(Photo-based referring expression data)

□ □ □ □ □ □ □

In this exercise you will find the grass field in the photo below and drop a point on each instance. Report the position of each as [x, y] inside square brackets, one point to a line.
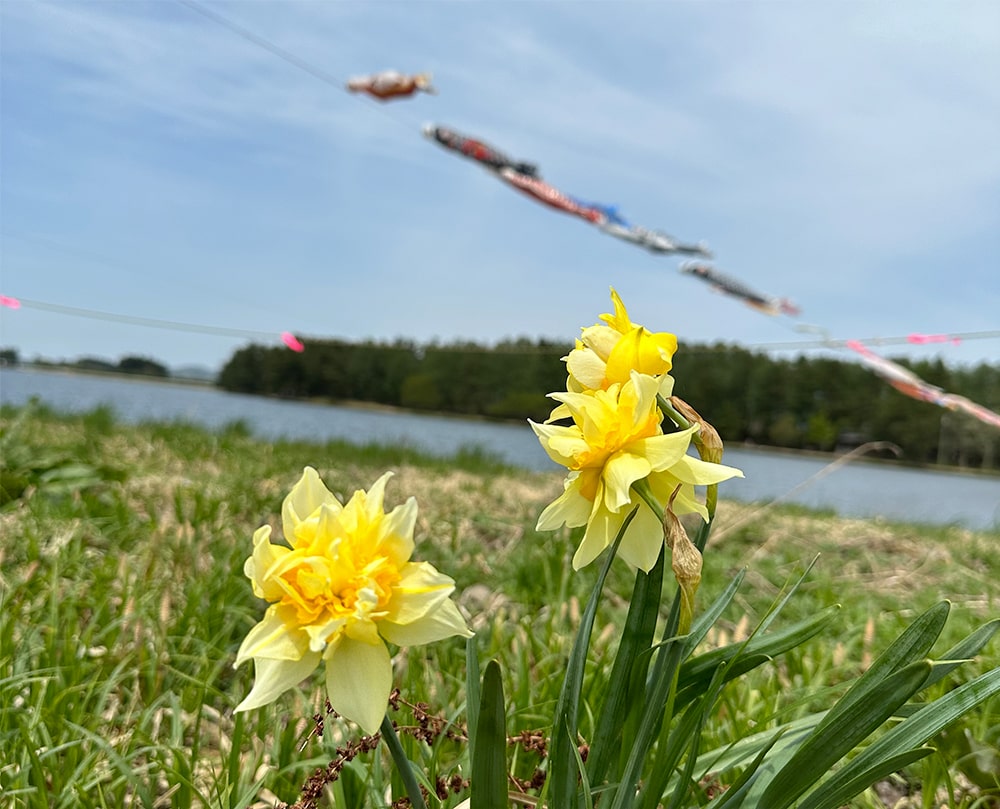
[122, 604]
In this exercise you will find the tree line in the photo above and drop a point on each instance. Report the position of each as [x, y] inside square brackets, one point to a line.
[816, 403]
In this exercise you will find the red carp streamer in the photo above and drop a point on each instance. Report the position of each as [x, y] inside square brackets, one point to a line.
[923, 339]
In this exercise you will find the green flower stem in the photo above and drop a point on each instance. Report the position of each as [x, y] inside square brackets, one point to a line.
[641, 488]
[670, 411]
[402, 764]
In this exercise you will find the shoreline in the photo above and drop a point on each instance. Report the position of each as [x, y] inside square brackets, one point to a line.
[379, 407]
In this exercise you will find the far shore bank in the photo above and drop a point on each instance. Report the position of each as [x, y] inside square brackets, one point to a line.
[378, 407]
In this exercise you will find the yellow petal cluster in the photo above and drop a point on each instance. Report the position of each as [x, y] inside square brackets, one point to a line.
[608, 352]
[341, 587]
[616, 439]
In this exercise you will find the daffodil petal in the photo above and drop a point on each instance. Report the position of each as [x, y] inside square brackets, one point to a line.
[374, 498]
[663, 451]
[643, 540]
[272, 678]
[258, 566]
[304, 499]
[602, 529]
[358, 681]
[421, 589]
[571, 508]
[600, 339]
[444, 621]
[666, 486]
[395, 534]
[562, 444]
[620, 472]
[272, 638]
[586, 367]
[699, 472]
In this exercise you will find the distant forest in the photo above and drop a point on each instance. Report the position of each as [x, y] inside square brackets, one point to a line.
[816, 403]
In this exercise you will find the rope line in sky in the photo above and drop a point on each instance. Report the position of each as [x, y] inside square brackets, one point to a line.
[136, 320]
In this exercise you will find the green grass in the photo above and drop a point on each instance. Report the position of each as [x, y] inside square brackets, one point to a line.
[122, 604]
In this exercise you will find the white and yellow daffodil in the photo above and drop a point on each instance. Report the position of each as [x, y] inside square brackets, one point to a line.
[341, 588]
[615, 441]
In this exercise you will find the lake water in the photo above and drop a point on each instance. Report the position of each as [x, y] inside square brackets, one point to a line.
[857, 489]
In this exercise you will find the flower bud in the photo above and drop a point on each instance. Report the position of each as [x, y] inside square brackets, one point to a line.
[685, 561]
[707, 439]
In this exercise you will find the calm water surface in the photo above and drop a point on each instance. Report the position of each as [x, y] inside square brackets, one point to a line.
[857, 489]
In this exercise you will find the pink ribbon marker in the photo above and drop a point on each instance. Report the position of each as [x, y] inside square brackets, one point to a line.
[923, 339]
[292, 342]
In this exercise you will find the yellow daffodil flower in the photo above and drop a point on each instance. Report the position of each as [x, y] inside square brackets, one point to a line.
[616, 439]
[341, 588]
[608, 352]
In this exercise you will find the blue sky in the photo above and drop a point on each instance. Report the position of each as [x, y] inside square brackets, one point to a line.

□ □ □ □ □ □ □

> WHAT YOU SHOULD DO: Your copy of the data above should match it exactly, apart from the images.

> THE COMPLETED TASK:
In this exercise you will find the grass field in the photo below and drop a point on each instance. Report the position of each as [x, y] inside square brackets, one point to a line.
[122, 604]
In this exercise you will find the tree line in the photo above and drop a point on each instance. Report the position of each as [x, y] inside square brackets, one point to a line.
[816, 403]
In this exercise you will find the red carp streamer in the photo above and drop a point on each instance. Report the position of each as [x, y] inside square brackets, one point to a line.
[923, 339]
In this exercise you will find the green flower stem in the photo above and drop a point on each instance. Report the position of each as [x, y] inside square brackets, one point to a line.
[641, 488]
[670, 411]
[402, 764]
In this exercise you will find the shoreline in the photo above and drop a point on each instance. Report the position of each as [x, y] inside square brackets, one point to a line.
[379, 407]
In this exercise you will find the far shore bank in the photo above and drop a point on each instance. Report the position of each as [x, y] inside square brackets, one point to a line.
[378, 407]
In this exercise you will find the yellow petal cluster in the photo above and drop a point on each instance. Report the position of each as [x, y] inside square brackets, one point to a line.
[608, 352]
[341, 587]
[616, 439]
In this exercise you will find the daffodil petal in the photo above and drop a point on each instance. Report the position of each as [x, y] inside square brackets, one point to a line.
[374, 498]
[663, 451]
[643, 540]
[272, 678]
[258, 566]
[304, 499]
[602, 529]
[358, 681]
[421, 589]
[571, 508]
[600, 339]
[444, 621]
[666, 486]
[395, 534]
[562, 444]
[620, 472]
[272, 638]
[586, 367]
[699, 472]
In this exercise you will find the distant forest in the photo above and drop a point on each instance. Report the position of each as [x, y] inside square brackets, one point to a line.
[816, 403]
In this exercise you will find the rope line in sky in the photo above and drop a point on each instance. Report the position of each as [x, y] inside square brackets, one point to a line.
[136, 320]
In this exercise you will find the green grass in the photo above and drop a point on each instance. Report the position of each as [x, y] inside square brackets, one point to a line.
[122, 604]
In this exercise you will find the white and yellow daffodil in the photo above and drop a point on each instance. Report the position of each as [x, y] inside square brackets, one point to a line.
[341, 588]
[615, 441]
In this exercise you will find the lake water in the photo above and drop a point on each instance. Report the position of each as [x, y] inside square brackets, one point to a line.
[857, 489]
In this exercise you will find the flower bud in the photo above and drop a point on each instance. Report the position of each as [x, y] inside square brackets, one point to a line.
[685, 561]
[707, 439]
In this exercise you will find the calm water surface in the photo above and drop a point on each instance. Report the position of each as [x, y] inside square brackets, one point to a line.
[857, 489]
In this exercise you will find the pink ribbon marker in the photo above and drop a point on each instance. Report the position of each as [x, y] inside square brackets, one point to a line.
[923, 339]
[292, 342]
In this exercise you will find the yellow daffodil flower in the photo above and drop a point on each instance. Report the position of each as [x, y] inside square brackets, one point to a line.
[616, 439]
[341, 588]
[608, 352]
In this exercise you will find the blue sky in the photo above and drop a point on each instance. Report the position of each as [x, y] inside square brackets, one point to a line.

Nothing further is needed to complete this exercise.